(Saved entries)
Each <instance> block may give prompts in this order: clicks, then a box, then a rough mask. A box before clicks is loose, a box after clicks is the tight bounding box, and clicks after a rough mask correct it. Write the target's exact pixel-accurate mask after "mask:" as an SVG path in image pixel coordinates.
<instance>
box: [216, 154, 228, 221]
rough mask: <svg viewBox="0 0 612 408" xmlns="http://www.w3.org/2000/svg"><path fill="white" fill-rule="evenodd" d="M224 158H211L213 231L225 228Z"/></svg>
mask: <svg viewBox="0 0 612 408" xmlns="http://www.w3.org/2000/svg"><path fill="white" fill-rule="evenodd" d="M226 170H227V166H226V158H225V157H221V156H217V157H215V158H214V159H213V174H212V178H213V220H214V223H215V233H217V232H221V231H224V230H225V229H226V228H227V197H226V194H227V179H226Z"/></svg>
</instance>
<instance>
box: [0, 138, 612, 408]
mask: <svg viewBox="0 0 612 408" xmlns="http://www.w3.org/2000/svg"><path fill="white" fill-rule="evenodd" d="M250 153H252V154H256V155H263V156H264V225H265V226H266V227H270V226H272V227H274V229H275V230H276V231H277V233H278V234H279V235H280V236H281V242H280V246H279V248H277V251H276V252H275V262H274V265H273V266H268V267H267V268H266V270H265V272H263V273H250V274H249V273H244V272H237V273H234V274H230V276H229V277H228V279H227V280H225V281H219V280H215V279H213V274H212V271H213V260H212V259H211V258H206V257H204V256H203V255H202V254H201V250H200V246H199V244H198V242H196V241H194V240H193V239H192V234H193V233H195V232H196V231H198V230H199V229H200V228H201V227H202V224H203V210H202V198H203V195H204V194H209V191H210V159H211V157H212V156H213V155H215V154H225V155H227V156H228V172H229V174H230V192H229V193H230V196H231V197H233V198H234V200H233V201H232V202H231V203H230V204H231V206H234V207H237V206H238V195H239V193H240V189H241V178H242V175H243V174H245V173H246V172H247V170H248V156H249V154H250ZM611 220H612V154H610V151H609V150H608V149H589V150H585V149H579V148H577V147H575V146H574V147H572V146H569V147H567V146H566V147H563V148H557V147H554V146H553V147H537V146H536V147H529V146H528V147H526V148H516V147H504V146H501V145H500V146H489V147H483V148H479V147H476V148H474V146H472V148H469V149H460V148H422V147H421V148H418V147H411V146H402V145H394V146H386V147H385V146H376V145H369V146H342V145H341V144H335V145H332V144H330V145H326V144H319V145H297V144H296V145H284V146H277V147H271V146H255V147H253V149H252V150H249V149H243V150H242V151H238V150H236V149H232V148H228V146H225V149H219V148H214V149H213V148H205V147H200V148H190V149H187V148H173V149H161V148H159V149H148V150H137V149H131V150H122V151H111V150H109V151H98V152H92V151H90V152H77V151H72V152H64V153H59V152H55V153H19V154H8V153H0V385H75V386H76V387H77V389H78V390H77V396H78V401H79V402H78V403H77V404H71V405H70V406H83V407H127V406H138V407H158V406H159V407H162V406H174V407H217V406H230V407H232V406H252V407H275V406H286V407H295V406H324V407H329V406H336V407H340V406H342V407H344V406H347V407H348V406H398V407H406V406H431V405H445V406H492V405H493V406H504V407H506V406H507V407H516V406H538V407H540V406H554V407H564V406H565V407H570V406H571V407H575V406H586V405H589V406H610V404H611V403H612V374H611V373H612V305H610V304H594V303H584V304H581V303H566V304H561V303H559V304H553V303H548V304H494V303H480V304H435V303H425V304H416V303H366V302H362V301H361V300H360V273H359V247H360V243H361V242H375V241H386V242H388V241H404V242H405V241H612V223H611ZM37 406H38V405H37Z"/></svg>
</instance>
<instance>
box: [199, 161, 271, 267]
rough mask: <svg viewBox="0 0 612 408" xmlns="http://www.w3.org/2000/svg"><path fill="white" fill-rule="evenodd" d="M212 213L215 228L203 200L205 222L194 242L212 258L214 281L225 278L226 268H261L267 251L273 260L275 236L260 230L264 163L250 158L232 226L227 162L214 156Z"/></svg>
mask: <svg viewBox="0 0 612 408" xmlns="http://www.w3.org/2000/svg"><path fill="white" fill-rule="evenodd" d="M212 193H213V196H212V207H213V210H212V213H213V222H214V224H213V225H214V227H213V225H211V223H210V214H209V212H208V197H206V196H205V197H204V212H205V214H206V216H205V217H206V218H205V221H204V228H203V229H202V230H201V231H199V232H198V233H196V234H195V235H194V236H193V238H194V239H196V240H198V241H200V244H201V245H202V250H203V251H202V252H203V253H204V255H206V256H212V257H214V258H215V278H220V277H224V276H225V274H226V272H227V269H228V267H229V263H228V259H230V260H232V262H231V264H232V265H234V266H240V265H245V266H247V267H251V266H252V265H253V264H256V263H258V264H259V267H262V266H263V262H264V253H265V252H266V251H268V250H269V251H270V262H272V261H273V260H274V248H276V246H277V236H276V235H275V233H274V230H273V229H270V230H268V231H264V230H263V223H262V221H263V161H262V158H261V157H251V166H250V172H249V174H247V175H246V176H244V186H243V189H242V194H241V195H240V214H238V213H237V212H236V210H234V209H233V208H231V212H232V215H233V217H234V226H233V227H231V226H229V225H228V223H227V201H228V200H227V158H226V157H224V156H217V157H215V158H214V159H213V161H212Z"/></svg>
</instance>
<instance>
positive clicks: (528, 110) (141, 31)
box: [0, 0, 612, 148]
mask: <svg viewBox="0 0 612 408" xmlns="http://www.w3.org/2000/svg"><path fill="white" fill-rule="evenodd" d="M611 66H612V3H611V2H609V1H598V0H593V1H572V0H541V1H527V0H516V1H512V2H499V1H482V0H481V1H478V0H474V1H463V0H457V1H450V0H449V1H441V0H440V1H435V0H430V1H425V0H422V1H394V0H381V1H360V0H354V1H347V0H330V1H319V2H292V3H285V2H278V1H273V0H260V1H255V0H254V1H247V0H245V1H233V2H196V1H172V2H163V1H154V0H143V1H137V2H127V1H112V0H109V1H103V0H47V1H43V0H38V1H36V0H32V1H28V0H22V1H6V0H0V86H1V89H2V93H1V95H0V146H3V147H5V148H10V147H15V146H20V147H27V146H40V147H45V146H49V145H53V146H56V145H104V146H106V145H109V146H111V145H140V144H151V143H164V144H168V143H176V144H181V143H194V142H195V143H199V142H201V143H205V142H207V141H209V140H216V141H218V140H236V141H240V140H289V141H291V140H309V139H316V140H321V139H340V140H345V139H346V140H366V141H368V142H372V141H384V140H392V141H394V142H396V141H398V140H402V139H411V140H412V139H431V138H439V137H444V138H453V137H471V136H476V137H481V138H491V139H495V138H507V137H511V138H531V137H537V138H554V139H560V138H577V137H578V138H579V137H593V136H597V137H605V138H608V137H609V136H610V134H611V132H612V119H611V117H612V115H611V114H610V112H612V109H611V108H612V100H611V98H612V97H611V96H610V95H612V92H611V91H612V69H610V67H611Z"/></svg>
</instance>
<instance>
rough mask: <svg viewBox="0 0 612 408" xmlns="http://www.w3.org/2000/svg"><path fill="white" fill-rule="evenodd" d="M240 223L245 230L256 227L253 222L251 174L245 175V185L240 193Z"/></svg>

### Work request
All entries must be given again exactly.

### Solution
Each <instance> block may give prompts in this order: clicks, then a box, then a rough mask. A box before clicks is loose, a box after clicks is the tight bounding box, and clicks after a rough mask correct it. Write the target's exact pixel-accurate mask after "mask:" as an SVG path in image pixel coordinates.
<instance>
box: [216, 154, 228, 221]
rough mask: <svg viewBox="0 0 612 408" xmlns="http://www.w3.org/2000/svg"><path fill="white" fill-rule="evenodd" d="M224 158H211L213 231L225 228Z"/></svg>
mask: <svg viewBox="0 0 612 408" xmlns="http://www.w3.org/2000/svg"><path fill="white" fill-rule="evenodd" d="M226 170H227V166H226V158H225V157H221V156H217V157H215V158H214V159H213V174H212V178H213V220H214V223H215V233H217V232H221V231H224V230H225V229H226V228H227V197H226V194H227V179H226Z"/></svg>
</instance>
<instance>
box: [0, 138, 612, 408]
mask: <svg viewBox="0 0 612 408" xmlns="http://www.w3.org/2000/svg"><path fill="white" fill-rule="evenodd" d="M250 153H252V154H256V155H263V156H264V225H265V226H266V227H270V226H272V227H274V229H275V230H276V231H277V233H278V234H279V235H280V236H281V242H280V246H279V248H277V251H276V252H275V262H274V265H273V266H268V267H267V268H266V270H265V272H263V273H250V274H249V273H244V272H237V273H234V274H230V276H229V277H228V279H227V280H225V281H219V280H215V279H213V274H212V271H213V260H212V259H211V258H206V257H204V256H203V255H202V254H201V250H200V246H199V244H198V242H196V241H194V240H193V239H192V234H193V233H195V232H196V231H198V230H199V229H200V228H201V227H202V224H203V210H202V198H203V195H204V194H209V191H210V159H211V157H212V156H213V155H215V154H225V155H227V156H228V172H229V174H230V192H229V193H230V196H231V197H233V198H234V200H233V201H232V202H231V203H230V204H231V206H234V207H237V206H238V195H239V193H240V189H241V178H242V175H243V174H245V173H246V172H247V170H248V156H249V154H250ZM611 220H612V154H610V151H609V150H608V149H589V150H585V149H579V148H577V147H575V146H574V147H572V146H569V147H567V146H566V147H563V148H557V147H554V146H553V147H537V146H536V147H529V146H528V147H526V148H516V147H504V146H501V145H500V146H489V147H483V148H479V147H476V148H474V146H472V148H469V149H460V148H422V147H421V148H418V147H411V146H402V145H394V146H386V147H385V146H376V145H369V146H342V145H341V144H335V145H332V144H330V145H326V144H319V145H297V144H296V145H284V146H277V147H271V146H255V147H253V149H252V150H249V149H243V150H242V151H238V150H236V149H232V148H228V146H225V149H219V148H214V149H213V148H205V147H200V148H190V149H187V148H173V149H161V148H159V149H148V150H137V149H131V150H122V151H111V150H109V151H98V152H92V151H90V152H77V151H72V152H64V153H59V152H55V153H19V154H8V153H0V385H75V386H76V387H77V389H78V390H77V396H78V401H79V402H78V403H77V404H71V405H70V406H83V407H127V406H138V407H158V406H159V407H162V406H174V407H217V406H230V407H232V406H252V407H275V406H286V407H295V406H324V407H329V406H336V407H340V406H342V407H344V406H347V407H348V406H398V407H406V406H431V405H445V406H492V405H493V406H504V407H506V406H507V407H516V406H538V407H540V406H554V407H564V406H565V407H570V406H571V407H575V406H586V405H589V406H610V404H611V403H612V374H611V373H612V305H610V304H594V303H584V304H581V303H566V304H561V303H559V304H553V303H548V304H494V303H480V304H435V303H425V304H416V303H366V302H362V301H361V300H360V273H359V247H360V243H361V242H375V241H386V242H388V241H404V242H405V241H612V223H611ZM37 406H38V405H37Z"/></svg>
</instance>
<instance>
box: [199, 161, 271, 267]
rough mask: <svg viewBox="0 0 612 408" xmlns="http://www.w3.org/2000/svg"><path fill="white" fill-rule="evenodd" d="M212 213L215 228L203 200L205 222L194 242L212 258L214 281L225 278L226 268H261L267 251L273 260L275 236L260 230L264 163L250 158L232 226L227 162L214 156Z"/></svg>
mask: <svg viewBox="0 0 612 408" xmlns="http://www.w3.org/2000/svg"><path fill="white" fill-rule="evenodd" d="M212 193H213V196H212V207H213V210H212V213H213V222H214V224H213V225H214V227H213V225H211V223H210V214H209V212H208V197H206V196H205V197H204V212H205V214H206V216H205V217H206V218H205V221H204V228H203V229H202V230H201V231H199V232H198V233H196V234H195V235H194V236H193V238H194V239H196V240H198V241H200V244H201V245H202V250H203V251H202V252H203V253H204V255H206V256H212V257H214V258H215V278H220V277H224V276H225V274H226V272H227V269H228V267H229V263H228V259H230V260H232V262H231V264H232V265H234V266H240V265H245V266H247V267H251V266H252V265H253V264H256V263H258V264H259V267H262V266H263V262H264V253H265V252H266V251H268V250H269V251H270V262H272V261H273V260H274V248H276V246H277V236H276V235H275V233H274V230H273V229H270V230H268V231H264V230H263V223H262V221H263V161H262V158H261V157H251V166H250V172H249V174H247V175H246V176H244V186H243V189H242V194H241V195H240V214H238V213H237V212H236V210H234V209H233V208H231V212H232V215H233V217H234V226H233V227H231V226H229V225H228V223H227V201H228V200H227V158H226V157H224V156H217V157H215V158H214V159H213V161H212Z"/></svg>
</instance>
<instance>
positive clicks: (528, 110) (141, 31)
box: [0, 0, 612, 148]
mask: <svg viewBox="0 0 612 408" xmlns="http://www.w3.org/2000/svg"><path fill="white" fill-rule="evenodd" d="M611 66H612V3H611V2H609V1H598V0H593V1H572V0H541V1H527V0H516V1H512V2H499V1H482V0H481V1H478V0H474V1H463V0H457V1H450V0H449V1H441V0H440V1H435V0H430V1H425V0H422V1H394V0H381V1H360V0H354V1H347V0H330V1H319V2H292V3H285V2H278V1H273V0H260V1H255V0H254V1H247V0H245V1H233V2H196V1H172V2H163V1H154V0H143V1H137V2H127V1H112V0H109V1H103V0H47V1H43V0H38V1H36V0H32V1H28V0H22V1H6V0H0V86H1V89H2V93H1V95H0V146H3V147H5V148H10V147H15V146H20V147H27V146H40V147H45V146H49V145H53V146H56V145H104V146H106V145H109V146H111V145H140V144H151V143H164V144H168V143H176V144H181V143H194V142H195V143H199V142H201V143H205V142H207V141H209V140H216V141H218V140H236V141H240V140H289V141H291V140H309V139H316V140H321V139H340V140H345V139H346V140H366V141H368V142H372V141H384V140H392V141H394V142H396V141H398V140H402V139H411V140H412V139H431V138H439V137H444V138H453V137H471V136H476V137H481V138H491V139H495V138H507V137H511V138H531V137H537V138H554V139H560V138H577V137H578V138H579V137H593V136H597V137H605V138H608V137H609V136H610V134H611V132H612V119H611V117H612V115H611V114H610V112H612V109H611V108H612V100H611V98H612V97H611V96H610V95H612V92H611V91H612V69H610V67H611Z"/></svg>
</instance>
<instance>
rough mask: <svg viewBox="0 0 612 408" xmlns="http://www.w3.org/2000/svg"><path fill="white" fill-rule="evenodd" d="M240 223L245 230L256 227L253 222L251 174L245 175V185L240 193Z"/></svg>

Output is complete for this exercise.